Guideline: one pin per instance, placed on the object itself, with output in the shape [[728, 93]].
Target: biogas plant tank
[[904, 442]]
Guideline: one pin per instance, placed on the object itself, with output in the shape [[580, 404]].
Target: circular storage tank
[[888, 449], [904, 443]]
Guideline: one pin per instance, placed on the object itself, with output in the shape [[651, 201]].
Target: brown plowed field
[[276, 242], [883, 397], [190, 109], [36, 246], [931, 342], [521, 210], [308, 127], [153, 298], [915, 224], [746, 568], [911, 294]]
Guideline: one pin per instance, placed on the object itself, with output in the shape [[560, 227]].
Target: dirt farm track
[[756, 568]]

--

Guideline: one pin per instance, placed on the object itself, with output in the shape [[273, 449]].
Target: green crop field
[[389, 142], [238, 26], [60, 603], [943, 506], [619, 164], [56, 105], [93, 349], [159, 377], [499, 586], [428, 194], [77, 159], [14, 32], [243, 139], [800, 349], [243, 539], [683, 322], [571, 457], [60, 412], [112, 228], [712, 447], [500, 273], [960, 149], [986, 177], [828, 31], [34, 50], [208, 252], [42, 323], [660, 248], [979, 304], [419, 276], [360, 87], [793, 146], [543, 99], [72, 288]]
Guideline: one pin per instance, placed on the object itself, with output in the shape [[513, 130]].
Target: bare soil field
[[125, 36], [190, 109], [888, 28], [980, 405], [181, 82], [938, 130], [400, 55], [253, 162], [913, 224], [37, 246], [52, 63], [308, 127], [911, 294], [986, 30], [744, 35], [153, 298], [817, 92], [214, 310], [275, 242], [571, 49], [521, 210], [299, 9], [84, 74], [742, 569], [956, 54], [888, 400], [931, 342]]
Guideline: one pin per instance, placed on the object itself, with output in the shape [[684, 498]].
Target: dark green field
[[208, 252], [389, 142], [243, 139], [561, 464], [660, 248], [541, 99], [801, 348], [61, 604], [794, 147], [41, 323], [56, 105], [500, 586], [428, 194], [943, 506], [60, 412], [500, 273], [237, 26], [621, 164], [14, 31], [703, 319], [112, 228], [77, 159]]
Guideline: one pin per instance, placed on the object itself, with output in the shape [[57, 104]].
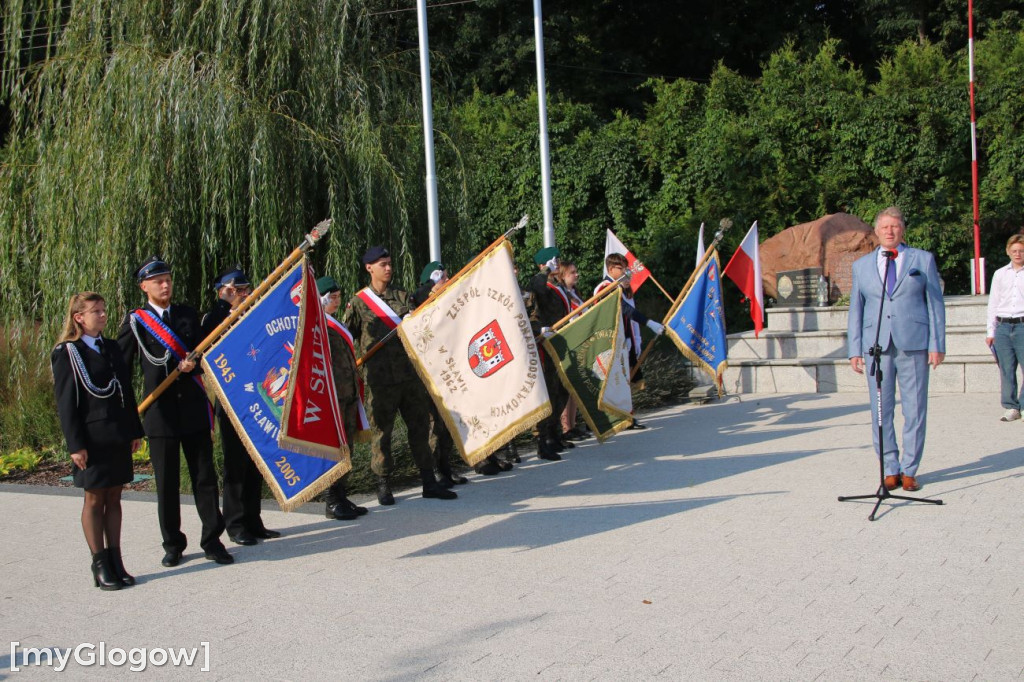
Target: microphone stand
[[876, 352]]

---

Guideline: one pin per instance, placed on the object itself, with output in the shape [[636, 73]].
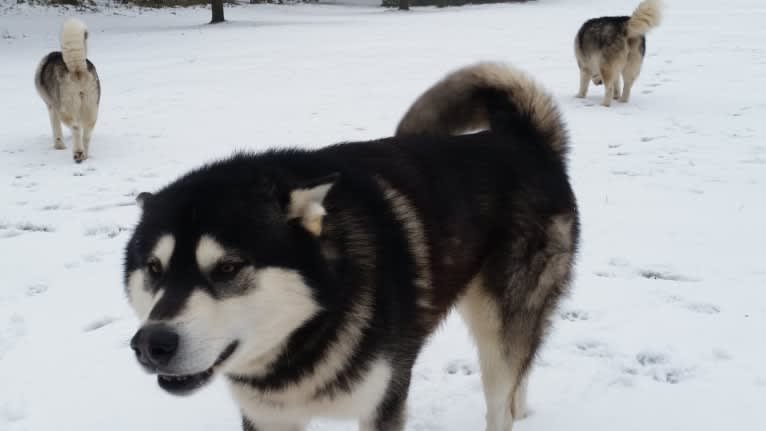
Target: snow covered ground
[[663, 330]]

WORK TASK: I would like you to report every line in the listing above that contains "instance".

RESULT BELOW:
Guideline: one pin per instance, placed on the object itself, with output in the shape [[728, 93]].
Guideline: one pin per instance, placed on the object itself, with output in the shape [[580, 404]].
Guideline: one pin per instance, placed on the object itself, with output in the shape [[651, 201]].
Guideline: one pin per instance, placed on the object itself, with output in the shape [[560, 227]].
Guideline: one pin per instance, placed on the object itself, with output in the shape [[273, 449]].
Guideline: one pin per instance, placed on the object itself, with output in the shape [[513, 130]].
Guideline: one pin per instance, placed on the object itself, with output in the shape [[684, 498]].
Guideline: one pin per instance, placed on the object itself, with output in the shape [[57, 104]].
Guideline: one pin per instance, placed on the object itself, with output in the shape [[636, 73]].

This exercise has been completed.